▸ Problem to solve
Please lay out the rows from the line with "Pass this photo to locate to point out the reddish" to the line with "x=238, y=125", both ends included, as a two-column CSV with the columns input and output. Give one line per row with its text and its answer, each in a single quoted field and with line breaks replaced by spaces.

▸ Data records
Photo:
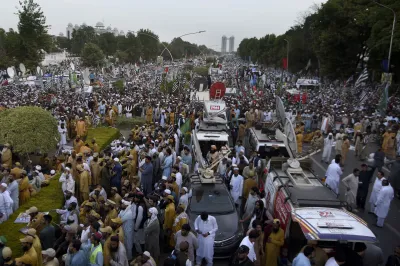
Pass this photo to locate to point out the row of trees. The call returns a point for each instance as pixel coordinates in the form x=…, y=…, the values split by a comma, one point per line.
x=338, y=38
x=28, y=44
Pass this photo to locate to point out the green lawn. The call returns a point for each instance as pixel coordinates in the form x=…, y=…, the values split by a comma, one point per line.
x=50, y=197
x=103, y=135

--

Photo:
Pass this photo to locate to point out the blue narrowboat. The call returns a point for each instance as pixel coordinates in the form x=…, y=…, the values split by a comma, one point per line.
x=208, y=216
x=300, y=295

* * *

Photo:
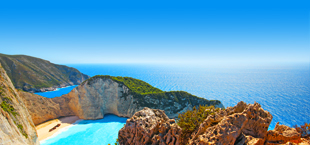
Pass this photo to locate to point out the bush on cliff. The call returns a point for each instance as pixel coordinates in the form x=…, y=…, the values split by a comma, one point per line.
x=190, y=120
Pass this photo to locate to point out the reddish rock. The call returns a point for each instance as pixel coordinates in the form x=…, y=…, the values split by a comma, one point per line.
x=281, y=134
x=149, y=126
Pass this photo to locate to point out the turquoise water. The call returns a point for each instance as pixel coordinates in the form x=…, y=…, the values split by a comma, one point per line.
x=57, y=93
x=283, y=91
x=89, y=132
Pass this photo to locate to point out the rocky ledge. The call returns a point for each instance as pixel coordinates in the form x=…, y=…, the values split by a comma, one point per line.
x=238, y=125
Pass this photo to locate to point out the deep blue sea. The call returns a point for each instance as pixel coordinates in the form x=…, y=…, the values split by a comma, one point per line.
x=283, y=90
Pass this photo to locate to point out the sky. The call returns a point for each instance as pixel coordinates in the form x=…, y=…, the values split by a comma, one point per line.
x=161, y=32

▸ Expected output
input,output
"Pass this photo to locate to point out the reddish rock. The call returns a point for each instance as pixel coordinates in the form x=…, y=…, the values split by a comma, one point per line.","x=281, y=134 x=149, y=126"
"Pass this photo to locate to point out the turquoise water. The call returns a point for each instance as pixel coordinates in the form x=…, y=…, the values split by a comma, one point per line.","x=57, y=93 x=283, y=91 x=89, y=132"
"Pass this photo to locate to point out the rocky ledge. The call returns a point for each instance as pixel coordinates in the form x=…, y=…, the values split by a comma, one point per line.","x=238, y=125"